**Problem description**
Please pick out each row below that contains the word "grill", and copy those rows in full.

**Supplied entries**

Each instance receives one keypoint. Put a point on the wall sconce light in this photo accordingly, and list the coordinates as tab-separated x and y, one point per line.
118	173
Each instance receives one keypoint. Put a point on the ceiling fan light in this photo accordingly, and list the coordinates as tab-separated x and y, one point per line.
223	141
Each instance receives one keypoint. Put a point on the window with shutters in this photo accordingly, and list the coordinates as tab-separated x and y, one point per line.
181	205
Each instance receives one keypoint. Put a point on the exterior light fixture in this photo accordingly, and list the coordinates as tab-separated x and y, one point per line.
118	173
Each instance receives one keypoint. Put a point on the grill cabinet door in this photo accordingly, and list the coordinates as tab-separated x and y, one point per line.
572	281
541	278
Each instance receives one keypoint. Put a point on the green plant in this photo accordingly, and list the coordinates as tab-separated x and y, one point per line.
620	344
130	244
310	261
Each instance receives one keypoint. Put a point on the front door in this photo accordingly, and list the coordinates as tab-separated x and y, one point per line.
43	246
...
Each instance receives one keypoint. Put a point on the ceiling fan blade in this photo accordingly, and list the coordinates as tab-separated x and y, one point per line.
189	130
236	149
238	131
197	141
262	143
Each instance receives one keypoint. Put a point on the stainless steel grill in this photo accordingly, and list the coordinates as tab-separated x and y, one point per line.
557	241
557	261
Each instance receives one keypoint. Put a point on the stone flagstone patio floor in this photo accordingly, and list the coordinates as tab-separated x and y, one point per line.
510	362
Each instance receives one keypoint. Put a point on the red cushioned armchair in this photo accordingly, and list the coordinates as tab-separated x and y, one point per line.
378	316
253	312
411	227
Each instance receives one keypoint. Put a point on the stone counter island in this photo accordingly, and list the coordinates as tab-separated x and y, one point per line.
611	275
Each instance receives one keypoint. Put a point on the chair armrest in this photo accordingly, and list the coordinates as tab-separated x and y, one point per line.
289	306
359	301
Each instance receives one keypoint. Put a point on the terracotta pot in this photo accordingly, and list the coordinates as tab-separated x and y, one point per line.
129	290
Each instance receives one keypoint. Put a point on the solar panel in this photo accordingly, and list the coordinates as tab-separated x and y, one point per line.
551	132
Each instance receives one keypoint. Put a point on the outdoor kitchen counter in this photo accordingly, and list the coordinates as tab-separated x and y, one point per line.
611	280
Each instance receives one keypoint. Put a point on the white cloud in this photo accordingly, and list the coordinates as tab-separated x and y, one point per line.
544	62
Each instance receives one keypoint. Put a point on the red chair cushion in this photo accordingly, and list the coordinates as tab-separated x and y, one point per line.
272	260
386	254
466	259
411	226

**Response to the exercise**
Each instance receives one keypoint. Put a point on the grill cabinet door in this photo accordingly, and list the coordinates as tab-separated x and y, one point per line.
Each instance receives one keypoint. Put a point on the stainless steel grill in this photo accordingly, and list the coordinates as tab-separated x and y, one point per line.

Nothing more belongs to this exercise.